I was I was grounded. I felt like I was
being re-aligned through the portion.
Because Parshat Shemini is a parsha of
what happens after the preparation is
complete, right? After 7 days of
consecration, the Mishkan is built. The
The Tabernacle's built, right? The
offerings are arranged, the nation
gathered. Aaron and the people stand
ready. Everything is in place.
Uh, the expectation is almost
unbearable.
Right? And then, verse 24. And a fire
came forth from before Hashem. It
happens.
Right? But not because the people forced
it.
Not because they timed it or understood
or or decided this was the moment. It
happened because Hashem willed it at
that moment.
And almost immediately,
the portion turns.
Nadav and Avihu step forward, right?
Aaron's two sons, two of the greatest
souls of their generation, burst forth
with passion and with yearning, with
what may have been similar in some ways
to the desire many of us felt on the
seventh day of Pesach, a desire to draw
closer, to complete the moment, to bring
something more.

•••

*WRITTEN TASK 1*. In the passage on Parshat Shemini, after how many days of consecration is the Mishkan built?
*WRITTEN TASK 2*. Translate this sentence from the passage on Parshat Shemini into Spanish: "Aaron and the people stand ready."
*WRITTEN TASK 3*. Extend the passage on Parshat Shemini past its final sentence, in the same spoken voice.

*DATA SEGMENT*.

•••

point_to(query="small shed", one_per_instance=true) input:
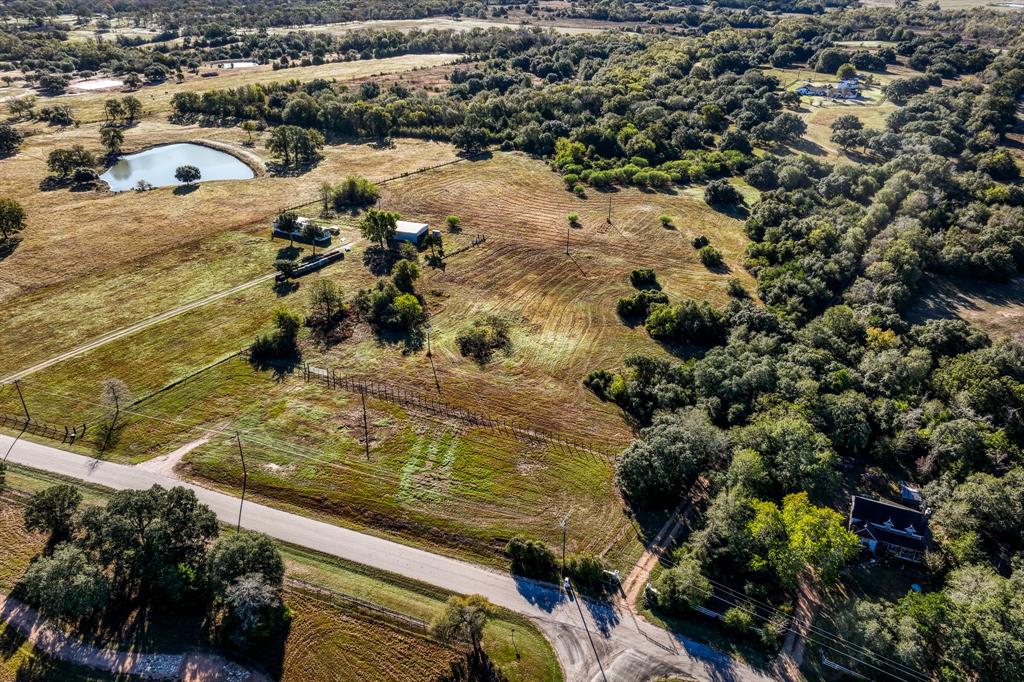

•••

*TASK RESPONSE 1*. Seven days.

*TASK RESPONSE 2*. Aarón y el pueblo están listos.

*TASK RESPONSE 3*.
Right? Let's look inside of Leviticus
chapter 10, verse 1, to see what they
brought.
Right? They brought It says they brought
a strange fire, esh zarah, asher lo
tziva otam. A strange fire that he had
not commanded them.
And the result is devastating, right?
Aaron's beloved sons, Nadav and Avihu,
were totally consumed in a flash of of
divine fire. At least I don't know if it
was a flash, at least that's how I
imagine it.
Right? And but they were definitely
burned up and consumed in fire. And I
think
>> [snorts]
>> that at least part of the message there
is that
is that even the holiest yearning,
right? Even a passionate desire for that
which we're supposed to desire,
for redemption, for closeness to God,
when it steps beyond the boundary of
trust, when we insist on forcing our
desires and our expectations,
it can become dangerous. You know,
because we learn that the sea splitting
was not primarily a miracle of
geography. It was a miracle of emunah.
The sea didn't split and then the people
believed, right? They had to step in
first. They had to trust that the ground
would appear beneath their feet. And we
learn we
real trust, right? Real bitachon is not
confidence that things will go the way I
expect. But bitachon is the certainty
that whatever happens is from Hashem and
is ultimately for the good. And that
really is a fundamental shift. Right?
Expectation says, I know what what good
should look like.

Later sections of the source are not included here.